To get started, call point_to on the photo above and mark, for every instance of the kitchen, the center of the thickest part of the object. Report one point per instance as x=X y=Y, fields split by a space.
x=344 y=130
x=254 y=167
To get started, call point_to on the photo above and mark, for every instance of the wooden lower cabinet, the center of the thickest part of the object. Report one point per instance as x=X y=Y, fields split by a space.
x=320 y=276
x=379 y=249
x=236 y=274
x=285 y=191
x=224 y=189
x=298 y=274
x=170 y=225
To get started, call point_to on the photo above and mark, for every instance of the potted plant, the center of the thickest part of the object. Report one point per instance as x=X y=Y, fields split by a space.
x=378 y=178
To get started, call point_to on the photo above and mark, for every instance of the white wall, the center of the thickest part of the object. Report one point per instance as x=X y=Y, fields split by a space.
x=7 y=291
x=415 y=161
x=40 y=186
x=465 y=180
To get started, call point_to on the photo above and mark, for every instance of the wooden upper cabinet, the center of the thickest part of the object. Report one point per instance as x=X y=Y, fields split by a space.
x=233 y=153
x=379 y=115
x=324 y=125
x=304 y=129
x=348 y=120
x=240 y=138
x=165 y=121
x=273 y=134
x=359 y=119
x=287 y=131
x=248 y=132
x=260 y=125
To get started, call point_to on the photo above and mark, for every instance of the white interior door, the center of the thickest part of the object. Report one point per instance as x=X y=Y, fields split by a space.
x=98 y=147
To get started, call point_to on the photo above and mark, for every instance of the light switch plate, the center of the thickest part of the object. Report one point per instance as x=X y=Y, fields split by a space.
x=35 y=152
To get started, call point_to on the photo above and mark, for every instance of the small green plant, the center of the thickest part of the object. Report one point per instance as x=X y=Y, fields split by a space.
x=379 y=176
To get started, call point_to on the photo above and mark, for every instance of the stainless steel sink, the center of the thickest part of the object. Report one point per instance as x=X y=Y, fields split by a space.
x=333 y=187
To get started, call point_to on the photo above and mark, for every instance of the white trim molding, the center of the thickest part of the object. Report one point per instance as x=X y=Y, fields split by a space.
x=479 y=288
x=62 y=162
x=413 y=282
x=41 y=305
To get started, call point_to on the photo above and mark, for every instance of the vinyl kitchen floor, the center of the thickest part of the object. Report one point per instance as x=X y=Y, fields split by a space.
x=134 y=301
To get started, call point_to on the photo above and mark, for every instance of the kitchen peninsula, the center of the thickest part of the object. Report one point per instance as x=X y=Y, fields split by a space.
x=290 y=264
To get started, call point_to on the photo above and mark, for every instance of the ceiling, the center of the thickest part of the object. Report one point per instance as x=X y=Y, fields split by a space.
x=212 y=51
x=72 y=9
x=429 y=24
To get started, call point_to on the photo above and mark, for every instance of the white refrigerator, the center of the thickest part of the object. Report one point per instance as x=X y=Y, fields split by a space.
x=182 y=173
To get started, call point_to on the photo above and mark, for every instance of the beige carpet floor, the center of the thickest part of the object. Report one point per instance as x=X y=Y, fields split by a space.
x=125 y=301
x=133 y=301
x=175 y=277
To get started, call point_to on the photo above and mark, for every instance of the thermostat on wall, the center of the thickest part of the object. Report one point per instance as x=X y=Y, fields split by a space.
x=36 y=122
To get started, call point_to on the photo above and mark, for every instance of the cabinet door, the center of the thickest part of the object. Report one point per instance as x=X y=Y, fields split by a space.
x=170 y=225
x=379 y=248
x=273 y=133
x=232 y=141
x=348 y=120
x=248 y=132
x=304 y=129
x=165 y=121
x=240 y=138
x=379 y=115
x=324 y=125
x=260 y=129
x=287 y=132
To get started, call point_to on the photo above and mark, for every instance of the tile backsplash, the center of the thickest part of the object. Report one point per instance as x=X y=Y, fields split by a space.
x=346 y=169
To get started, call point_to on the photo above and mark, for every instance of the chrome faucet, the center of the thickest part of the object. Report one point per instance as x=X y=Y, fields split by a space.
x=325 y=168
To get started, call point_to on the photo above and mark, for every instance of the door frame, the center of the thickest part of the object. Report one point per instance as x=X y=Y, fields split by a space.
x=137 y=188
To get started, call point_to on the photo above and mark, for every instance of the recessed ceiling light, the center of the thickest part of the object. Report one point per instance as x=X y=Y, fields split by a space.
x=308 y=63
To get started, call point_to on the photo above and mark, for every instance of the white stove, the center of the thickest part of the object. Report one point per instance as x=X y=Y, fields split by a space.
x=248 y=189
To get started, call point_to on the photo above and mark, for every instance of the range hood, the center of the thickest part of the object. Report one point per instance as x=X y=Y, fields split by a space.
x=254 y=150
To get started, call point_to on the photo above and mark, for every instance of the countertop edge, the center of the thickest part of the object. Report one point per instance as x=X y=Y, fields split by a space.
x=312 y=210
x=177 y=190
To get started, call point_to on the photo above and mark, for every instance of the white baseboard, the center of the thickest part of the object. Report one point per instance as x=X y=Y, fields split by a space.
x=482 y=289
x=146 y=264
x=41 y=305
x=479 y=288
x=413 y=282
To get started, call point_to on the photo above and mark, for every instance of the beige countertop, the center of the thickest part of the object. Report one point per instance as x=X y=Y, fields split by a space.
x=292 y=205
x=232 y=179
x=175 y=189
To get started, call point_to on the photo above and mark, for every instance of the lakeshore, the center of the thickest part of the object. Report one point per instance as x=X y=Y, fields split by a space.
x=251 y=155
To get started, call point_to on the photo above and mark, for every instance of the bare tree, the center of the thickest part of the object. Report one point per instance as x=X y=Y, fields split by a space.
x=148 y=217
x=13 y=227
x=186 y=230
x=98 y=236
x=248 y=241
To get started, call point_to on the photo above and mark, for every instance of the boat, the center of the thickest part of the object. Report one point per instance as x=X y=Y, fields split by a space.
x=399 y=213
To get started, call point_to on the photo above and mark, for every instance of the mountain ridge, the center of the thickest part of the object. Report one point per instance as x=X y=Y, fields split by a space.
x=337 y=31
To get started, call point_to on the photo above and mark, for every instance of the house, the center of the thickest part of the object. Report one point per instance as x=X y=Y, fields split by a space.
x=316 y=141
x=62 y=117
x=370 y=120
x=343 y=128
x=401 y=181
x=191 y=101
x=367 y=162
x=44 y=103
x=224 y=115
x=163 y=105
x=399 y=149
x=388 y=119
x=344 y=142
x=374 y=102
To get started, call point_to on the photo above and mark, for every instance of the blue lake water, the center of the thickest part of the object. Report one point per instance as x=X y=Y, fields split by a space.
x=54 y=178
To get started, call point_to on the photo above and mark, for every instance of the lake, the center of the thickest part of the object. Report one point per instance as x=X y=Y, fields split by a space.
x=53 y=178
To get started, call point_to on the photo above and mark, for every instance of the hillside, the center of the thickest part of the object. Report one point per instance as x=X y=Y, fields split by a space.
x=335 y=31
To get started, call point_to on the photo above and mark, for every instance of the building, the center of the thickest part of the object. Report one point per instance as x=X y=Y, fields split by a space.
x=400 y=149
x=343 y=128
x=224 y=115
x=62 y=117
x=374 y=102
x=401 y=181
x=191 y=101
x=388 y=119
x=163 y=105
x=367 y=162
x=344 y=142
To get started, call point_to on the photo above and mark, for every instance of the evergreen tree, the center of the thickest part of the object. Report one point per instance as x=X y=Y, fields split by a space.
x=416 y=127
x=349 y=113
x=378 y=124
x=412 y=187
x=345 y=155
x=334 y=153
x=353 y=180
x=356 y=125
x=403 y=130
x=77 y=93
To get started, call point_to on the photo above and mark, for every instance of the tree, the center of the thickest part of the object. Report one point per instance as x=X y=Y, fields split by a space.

++++++++++

• _Task to complete_
Find "the hillside, the" in the data above, then repeat that line and all lines after it exactly, ending with the final line.

• _Solution to this task_
To get started, call point_to on the photo above and mark, for every instance of the hillside, the center of the thickest part of the object. Report one point per instance as x=X y=Y, fields split by a space.
x=335 y=31
To get started, call point_to on the photo above and mark, for every instance of the building, the center of the thickest part of the object. Report one point per instance as x=X y=Y, fields split by a space.
x=400 y=149
x=343 y=128
x=224 y=115
x=62 y=117
x=374 y=102
x=401 y=181
x=191 y=101
x=388 y=119
x=163 y=105
x=367 y=162
x=344 y=142
To get started, call point_to on the photo above and mark, for every instance of the evergreen tree, the center of the thickest part of the object. Report one point per instance as x=X y=Y, fields split by a space.
x=416 y=127
x=349 y=113
x=378 y=124
x=412 y=187
x=345 y=155
x=334 y=153
x=353 y=180
x=356 y=125
x=403 y=130
x=77 y=93
To get started, call point_to on the photo above and mark, for every instance of the tree, the center of the thickest part of the object. Report one point per instance as x=X y=Y, fields split by a space.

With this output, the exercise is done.